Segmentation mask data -
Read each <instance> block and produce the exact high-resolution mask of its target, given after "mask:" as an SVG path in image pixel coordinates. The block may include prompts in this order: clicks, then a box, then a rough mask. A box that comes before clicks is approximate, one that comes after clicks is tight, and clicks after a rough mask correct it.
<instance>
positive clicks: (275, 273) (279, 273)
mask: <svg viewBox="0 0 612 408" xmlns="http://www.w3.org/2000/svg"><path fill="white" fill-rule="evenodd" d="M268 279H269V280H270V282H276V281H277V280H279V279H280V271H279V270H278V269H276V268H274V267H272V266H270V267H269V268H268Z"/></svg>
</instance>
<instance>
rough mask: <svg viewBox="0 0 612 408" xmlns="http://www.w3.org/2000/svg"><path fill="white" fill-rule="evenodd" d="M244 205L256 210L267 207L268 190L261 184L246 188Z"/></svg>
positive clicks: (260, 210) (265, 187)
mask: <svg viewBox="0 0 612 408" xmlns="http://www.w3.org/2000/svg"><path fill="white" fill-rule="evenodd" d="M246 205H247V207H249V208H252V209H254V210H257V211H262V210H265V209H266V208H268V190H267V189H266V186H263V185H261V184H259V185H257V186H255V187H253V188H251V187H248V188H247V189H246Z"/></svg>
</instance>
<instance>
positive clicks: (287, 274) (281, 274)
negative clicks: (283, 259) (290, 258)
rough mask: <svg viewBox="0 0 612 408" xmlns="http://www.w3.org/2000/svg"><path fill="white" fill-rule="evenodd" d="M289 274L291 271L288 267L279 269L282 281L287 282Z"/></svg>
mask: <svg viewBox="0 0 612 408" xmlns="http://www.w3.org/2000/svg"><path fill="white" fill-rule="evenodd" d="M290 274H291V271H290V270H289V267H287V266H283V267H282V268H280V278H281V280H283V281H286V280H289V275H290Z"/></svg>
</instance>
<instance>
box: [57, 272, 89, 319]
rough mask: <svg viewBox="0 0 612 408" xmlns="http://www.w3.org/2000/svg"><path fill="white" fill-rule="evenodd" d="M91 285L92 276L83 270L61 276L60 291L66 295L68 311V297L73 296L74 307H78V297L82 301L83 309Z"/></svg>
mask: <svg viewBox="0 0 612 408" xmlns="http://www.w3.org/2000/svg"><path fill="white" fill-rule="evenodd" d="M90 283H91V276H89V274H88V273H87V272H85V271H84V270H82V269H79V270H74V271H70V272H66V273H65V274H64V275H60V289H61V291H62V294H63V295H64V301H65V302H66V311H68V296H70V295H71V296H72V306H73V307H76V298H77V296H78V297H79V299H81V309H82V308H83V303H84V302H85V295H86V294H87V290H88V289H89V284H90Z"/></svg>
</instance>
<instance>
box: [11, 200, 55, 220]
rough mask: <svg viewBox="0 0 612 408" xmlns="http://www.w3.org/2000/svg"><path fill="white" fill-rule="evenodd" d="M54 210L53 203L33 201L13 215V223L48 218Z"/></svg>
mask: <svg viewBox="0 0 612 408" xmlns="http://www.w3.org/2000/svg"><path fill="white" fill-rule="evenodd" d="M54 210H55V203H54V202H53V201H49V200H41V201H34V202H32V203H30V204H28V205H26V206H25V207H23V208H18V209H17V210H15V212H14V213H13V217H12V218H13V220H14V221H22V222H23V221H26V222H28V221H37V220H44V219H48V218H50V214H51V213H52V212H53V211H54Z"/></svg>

Problem statement - Copy the material word for word, from its very beginning through the line containing "positive clicks: (275, 273) (279, 273)", including both ends.

Answer space -
Read each <instance> block and produce the exact high-resolution mask of its target, given after "mask:" as an SVG path in image pixel coordinates. The block may include prompts in this order: clicks, then a box, then a rough mask. A box that comes before clicks is approximate, one that comes after clicks is tight, and clicks after a rough mask correct it.
<instance>
positive clicks: (275, 273) (279, 273)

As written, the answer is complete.